TO DO
Copy out each line of the listing below that contains the word "metal".

RECORDS TO PROCESS
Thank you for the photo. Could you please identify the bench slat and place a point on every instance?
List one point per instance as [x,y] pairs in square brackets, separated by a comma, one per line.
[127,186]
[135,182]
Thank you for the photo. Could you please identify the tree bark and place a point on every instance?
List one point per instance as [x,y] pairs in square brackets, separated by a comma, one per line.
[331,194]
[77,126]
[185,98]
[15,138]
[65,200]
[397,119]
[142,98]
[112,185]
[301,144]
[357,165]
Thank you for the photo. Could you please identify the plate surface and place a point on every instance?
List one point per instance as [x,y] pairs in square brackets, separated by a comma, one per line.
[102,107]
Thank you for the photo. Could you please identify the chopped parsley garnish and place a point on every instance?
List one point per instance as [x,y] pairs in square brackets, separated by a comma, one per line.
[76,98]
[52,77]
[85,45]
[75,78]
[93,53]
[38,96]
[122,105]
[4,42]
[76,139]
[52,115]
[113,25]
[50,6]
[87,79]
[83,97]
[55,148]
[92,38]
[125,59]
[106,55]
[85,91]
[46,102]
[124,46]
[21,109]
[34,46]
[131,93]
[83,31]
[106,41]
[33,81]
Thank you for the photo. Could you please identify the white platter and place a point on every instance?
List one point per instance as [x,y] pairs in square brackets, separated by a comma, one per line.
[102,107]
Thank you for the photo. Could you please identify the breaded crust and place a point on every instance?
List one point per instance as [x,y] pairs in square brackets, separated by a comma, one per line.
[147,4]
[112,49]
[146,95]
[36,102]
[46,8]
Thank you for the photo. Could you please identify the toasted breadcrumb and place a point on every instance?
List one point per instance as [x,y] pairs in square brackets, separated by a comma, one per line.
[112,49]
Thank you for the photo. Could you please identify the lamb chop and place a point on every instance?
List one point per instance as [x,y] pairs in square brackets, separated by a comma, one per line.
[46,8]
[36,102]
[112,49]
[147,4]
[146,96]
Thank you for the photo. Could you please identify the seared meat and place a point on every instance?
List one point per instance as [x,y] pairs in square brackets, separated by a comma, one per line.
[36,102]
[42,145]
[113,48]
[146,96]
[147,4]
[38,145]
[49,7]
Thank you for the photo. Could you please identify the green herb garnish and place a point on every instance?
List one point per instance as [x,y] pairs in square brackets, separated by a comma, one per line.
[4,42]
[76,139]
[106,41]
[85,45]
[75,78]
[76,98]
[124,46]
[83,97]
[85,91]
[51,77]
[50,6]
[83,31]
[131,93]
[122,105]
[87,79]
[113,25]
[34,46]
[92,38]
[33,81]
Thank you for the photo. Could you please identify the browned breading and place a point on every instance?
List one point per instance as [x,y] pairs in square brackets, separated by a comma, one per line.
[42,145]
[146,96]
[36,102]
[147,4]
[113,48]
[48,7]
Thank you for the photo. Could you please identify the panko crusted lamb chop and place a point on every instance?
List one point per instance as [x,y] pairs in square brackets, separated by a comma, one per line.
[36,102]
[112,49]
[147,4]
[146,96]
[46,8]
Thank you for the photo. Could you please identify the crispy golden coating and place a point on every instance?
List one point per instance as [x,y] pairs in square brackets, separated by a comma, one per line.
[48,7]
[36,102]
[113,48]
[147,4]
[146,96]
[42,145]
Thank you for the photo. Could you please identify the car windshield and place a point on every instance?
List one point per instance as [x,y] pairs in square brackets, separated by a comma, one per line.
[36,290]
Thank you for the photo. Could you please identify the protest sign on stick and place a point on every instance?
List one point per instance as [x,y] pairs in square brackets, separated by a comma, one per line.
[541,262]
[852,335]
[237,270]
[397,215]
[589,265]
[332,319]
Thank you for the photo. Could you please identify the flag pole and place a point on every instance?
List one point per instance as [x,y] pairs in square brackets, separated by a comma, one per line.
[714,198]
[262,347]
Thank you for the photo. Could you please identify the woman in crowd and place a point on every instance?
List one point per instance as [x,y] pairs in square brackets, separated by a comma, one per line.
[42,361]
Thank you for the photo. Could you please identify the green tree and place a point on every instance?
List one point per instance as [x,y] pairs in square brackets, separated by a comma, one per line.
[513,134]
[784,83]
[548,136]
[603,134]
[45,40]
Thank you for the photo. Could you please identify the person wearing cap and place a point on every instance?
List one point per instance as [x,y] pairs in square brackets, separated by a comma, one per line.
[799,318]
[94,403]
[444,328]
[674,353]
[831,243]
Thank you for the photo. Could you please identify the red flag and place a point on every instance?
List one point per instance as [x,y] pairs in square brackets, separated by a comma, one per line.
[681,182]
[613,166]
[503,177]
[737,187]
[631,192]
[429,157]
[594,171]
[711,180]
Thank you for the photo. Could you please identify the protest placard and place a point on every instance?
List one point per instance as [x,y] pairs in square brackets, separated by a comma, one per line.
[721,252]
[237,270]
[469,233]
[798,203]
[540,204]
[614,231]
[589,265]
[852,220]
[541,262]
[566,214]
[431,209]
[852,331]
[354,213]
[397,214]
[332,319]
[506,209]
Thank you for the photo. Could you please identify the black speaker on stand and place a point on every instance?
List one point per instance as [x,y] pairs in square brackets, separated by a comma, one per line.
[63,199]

* * *

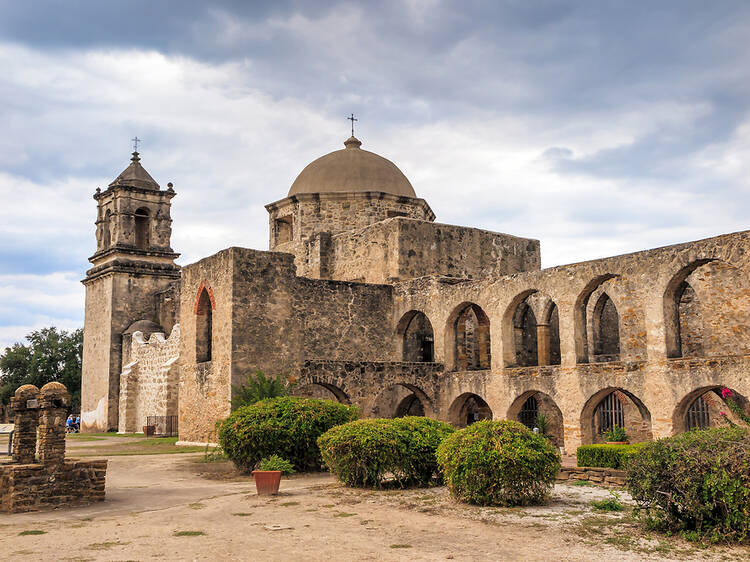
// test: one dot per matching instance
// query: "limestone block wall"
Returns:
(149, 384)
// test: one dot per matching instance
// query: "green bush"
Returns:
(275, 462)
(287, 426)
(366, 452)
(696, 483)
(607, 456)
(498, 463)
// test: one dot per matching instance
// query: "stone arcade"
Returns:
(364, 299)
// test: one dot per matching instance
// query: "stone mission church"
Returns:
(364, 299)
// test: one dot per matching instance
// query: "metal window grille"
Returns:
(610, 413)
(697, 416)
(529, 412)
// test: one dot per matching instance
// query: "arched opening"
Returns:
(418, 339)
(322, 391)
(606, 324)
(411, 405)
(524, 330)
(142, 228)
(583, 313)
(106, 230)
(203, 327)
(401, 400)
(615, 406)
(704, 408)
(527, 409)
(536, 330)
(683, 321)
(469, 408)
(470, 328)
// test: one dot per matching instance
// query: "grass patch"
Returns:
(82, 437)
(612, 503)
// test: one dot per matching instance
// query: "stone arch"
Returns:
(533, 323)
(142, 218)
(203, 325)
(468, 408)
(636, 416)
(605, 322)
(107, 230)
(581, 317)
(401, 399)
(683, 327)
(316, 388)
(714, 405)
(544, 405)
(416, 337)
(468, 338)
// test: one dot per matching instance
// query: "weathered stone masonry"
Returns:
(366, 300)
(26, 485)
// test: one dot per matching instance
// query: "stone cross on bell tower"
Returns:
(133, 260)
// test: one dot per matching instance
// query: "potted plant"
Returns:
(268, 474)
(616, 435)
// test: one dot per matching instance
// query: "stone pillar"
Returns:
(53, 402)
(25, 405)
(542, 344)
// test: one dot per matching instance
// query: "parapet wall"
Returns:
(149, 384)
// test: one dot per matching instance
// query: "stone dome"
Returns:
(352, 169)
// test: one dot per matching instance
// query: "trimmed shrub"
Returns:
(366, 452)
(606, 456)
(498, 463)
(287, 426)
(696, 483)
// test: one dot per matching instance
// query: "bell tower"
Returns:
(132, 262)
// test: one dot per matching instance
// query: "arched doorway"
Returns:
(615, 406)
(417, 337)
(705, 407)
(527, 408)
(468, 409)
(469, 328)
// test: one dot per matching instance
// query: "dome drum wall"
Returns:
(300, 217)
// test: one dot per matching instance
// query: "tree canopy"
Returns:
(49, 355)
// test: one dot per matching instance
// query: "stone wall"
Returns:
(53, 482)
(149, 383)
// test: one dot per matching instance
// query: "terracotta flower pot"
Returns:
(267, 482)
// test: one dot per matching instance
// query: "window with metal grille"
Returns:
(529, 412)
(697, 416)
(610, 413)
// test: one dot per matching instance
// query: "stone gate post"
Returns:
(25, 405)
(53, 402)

WORKED SOLUTION
// query: "metal window grille"
// query: "window with metal grille"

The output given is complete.